Excerpt provided ::
------------------------------------

Analysis: O’Hara findings a damning indictment of our health service

Inquiry chairman Mr Justice John O'Hara

Inquiry chairman Mr Justice John O'Hara

Denzil McDaniel is the former editor of the Impartial Reporter newspaper. His reporting helped lead to the Hyponatraemia Inquiry. He asks what changes are going to be made and who is going to be made accountable?

Set up in 2004 and now reporting in 2018, the O’Hara inquiry has lasted well over twice as long as major inquiries this century such as Chilcott and the Smith inquiry into Harold Shipman.

Whether the 14 years and the estimated £15million it took for O’Hara inquiry to investigate the deaths of five children in hospitals in Northern Ireland was worth it is now for wider society to decide. It remains to be seen if the harsh words for those at the very top of our health service will result in a change of the culture of secrecy and disrespect shown to the very people they are responsible for looking after.

At the heart of our thinking should always be the five grieving families of young children who were treated in hospital and never came home, not because of their sickness but because of disastrous failings with their treatment.

------------------------------------

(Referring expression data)
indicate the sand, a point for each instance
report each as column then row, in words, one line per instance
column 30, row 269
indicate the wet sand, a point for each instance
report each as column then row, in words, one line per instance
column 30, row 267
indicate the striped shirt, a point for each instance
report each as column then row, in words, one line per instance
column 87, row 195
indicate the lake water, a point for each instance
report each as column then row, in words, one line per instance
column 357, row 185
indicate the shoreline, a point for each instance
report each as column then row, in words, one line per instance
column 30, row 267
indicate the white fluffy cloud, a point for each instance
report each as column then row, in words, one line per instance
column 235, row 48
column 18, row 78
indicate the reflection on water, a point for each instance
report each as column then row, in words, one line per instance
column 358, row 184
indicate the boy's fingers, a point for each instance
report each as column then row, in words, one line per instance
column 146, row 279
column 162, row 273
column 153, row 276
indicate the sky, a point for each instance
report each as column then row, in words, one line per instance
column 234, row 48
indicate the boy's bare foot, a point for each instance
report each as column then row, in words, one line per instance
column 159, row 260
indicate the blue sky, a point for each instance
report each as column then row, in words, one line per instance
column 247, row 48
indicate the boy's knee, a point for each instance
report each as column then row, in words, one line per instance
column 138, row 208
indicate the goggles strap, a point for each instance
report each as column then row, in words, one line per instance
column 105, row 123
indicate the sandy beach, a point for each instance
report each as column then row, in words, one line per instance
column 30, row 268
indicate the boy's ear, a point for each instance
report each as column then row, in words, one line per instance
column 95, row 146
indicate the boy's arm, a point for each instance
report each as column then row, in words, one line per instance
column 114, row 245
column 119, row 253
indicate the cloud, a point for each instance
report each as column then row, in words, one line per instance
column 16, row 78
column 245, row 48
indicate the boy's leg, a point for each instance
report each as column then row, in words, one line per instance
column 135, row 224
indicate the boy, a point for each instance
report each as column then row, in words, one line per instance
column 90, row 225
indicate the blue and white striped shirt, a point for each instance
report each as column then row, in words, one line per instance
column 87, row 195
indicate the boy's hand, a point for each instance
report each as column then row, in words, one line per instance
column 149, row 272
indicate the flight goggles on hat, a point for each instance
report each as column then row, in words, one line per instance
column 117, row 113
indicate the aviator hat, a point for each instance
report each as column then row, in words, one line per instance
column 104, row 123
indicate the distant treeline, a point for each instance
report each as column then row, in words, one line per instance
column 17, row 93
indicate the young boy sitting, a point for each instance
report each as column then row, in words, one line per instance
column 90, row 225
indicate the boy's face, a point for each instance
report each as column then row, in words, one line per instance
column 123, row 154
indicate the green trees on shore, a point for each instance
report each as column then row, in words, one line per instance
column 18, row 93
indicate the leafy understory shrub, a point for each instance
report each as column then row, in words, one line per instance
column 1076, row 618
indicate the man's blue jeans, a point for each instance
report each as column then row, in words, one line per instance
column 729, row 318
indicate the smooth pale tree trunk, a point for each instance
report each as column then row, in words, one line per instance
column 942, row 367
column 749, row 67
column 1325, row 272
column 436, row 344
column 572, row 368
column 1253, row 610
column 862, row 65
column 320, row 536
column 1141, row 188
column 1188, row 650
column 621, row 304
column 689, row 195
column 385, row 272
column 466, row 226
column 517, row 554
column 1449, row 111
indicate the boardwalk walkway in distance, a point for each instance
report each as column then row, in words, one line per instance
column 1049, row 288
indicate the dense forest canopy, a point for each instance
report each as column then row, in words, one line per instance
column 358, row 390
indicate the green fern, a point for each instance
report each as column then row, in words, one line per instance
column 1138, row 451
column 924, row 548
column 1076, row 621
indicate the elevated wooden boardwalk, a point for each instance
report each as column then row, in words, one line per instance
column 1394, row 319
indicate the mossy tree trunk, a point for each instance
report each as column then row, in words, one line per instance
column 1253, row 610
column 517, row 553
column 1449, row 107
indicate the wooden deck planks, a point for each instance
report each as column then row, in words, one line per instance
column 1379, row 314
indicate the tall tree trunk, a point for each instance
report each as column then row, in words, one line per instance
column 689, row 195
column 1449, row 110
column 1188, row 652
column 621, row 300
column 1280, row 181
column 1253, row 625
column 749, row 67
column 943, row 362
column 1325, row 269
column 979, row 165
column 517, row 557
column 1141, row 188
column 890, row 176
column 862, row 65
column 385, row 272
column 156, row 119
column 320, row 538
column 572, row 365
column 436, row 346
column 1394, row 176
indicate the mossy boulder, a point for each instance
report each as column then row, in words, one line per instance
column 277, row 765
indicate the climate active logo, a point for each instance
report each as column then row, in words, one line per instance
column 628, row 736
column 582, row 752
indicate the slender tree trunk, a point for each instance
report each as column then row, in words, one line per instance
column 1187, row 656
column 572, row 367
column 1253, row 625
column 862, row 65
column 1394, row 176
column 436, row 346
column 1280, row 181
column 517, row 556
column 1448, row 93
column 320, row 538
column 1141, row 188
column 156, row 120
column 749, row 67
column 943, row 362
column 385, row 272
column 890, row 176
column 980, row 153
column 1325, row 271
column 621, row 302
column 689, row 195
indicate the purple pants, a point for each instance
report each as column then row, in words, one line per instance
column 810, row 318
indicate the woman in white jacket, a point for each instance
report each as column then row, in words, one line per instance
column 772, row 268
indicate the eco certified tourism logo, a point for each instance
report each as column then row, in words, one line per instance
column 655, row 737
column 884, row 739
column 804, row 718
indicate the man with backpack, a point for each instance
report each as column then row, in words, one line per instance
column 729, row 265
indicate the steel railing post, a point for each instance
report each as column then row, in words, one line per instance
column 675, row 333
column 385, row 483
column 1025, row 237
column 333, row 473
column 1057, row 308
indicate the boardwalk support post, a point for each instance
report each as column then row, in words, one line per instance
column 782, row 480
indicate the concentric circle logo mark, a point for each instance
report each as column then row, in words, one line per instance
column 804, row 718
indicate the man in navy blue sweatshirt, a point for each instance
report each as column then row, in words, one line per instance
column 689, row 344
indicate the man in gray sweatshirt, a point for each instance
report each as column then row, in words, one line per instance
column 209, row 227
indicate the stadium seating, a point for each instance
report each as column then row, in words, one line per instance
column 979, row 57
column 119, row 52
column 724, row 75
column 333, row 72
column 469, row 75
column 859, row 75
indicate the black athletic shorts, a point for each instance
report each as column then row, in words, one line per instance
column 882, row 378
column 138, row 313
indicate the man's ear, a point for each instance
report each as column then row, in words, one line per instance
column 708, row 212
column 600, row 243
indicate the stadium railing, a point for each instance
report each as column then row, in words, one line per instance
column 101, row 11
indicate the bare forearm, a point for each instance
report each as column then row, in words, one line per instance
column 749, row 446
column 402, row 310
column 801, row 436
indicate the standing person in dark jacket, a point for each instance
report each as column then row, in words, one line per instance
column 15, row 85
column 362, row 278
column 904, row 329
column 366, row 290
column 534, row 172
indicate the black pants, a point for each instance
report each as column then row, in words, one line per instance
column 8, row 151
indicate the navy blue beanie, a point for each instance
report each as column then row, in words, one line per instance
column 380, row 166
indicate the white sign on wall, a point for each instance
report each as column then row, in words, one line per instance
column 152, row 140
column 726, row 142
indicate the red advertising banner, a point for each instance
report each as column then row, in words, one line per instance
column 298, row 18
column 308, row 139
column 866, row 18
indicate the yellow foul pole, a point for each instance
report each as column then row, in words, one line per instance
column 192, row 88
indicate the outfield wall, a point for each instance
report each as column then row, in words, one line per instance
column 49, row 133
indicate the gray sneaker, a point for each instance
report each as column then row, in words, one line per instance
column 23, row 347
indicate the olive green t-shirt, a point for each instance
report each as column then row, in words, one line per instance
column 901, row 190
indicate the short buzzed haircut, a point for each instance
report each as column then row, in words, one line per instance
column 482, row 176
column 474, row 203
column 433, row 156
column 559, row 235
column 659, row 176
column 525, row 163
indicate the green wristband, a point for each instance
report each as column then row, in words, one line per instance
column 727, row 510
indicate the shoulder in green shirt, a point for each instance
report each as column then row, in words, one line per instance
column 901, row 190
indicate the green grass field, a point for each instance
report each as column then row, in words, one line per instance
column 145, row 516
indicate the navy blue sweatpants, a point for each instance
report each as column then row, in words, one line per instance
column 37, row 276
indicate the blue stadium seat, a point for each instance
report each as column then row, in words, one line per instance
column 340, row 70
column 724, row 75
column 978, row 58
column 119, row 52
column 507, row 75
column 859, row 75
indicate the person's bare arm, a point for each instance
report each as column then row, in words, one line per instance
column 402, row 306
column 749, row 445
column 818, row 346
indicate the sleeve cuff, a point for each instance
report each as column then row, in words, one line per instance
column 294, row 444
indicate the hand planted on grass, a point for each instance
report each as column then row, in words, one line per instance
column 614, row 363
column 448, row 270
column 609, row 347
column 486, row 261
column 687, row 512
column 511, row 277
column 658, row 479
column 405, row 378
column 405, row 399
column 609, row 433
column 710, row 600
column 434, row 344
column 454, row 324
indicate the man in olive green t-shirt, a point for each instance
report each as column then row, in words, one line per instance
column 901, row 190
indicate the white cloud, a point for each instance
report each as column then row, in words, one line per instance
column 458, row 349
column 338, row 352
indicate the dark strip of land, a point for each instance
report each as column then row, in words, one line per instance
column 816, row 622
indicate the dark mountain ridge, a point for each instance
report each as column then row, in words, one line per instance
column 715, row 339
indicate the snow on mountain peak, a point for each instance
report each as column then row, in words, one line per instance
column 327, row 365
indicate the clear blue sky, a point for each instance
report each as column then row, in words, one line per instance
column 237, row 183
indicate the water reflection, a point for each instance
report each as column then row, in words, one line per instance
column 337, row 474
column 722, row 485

------------------------------------

Work item A :: Reproduce everything from "At the heart" down to "with their treatment." in the O'Hara inquiry analysis, swapping "grieving" for "bereaved".
Work item B :: Write the next part of the O'Hara inquiry analysis, picking up after its final sentence.
These rows have no connection to the O'Hara inquiry analysis.

Reply A ::
At the heart of our thinking should always be the five bereaved families of young children who were treated in hospital and never came home, not because of their sickness but because of disastrous failings with their treatment.

Reply B ::
The way our system inflicted continued hurt and pain on these families is a shameful blot on our society, and it makes it even more frightening for us all that this could have happened to any family.

Despite the emotion that the families felt with the publication of the O’Hara report, a lot of what we learned this week does not come as news to the families.

As the inquiry work continued, the truth about what had happened evolved, sometimes having to be dragged out of doctors and managers.

It’s over 20 years since nine-year-old Claire Roberts died from an overdose of fluids; her parents were told in 1996 that she had a viral infection. They lived with that pain until 2004 when it became even worse as they watched the investigative journalism documentary “When Hospitals Kill” and realised that something was seriously wrong.

Raychel Ferguson’s mother, Marie, has said the process of fighting for the truth about her daughter for nearly two decades has destroyed her.

Bit by bit, the inquiry got detail of massive fluid overdoses in these cases, wrong cause of death on death certificates, one doctor who “couldn’t remember” vital details, gradual admissions of failures by hospitals and when an apology in one case came years later it was branded “cynical” by the family concerned.

Mr. O’Hara’s findings will hopefully bring some vindication and perhaps a little comfort to the families, particularly when he uses the term “cover up.”

Such was the self-interest at the heart of authority that it has taken so long for these findings to emerge. We had a lengthy PSNI inquiry, which went nowhere, and in the case of the consultant in the Lucy Crawford death, he was found guilty of “serious professional misconduct” but allowed to continue in practice.

The O’Hara inquiry has been a difficult process for all concerned; the findings are a damning indictment of the health service system; not just the system, though. It’s shaming of the people in key positions within the system.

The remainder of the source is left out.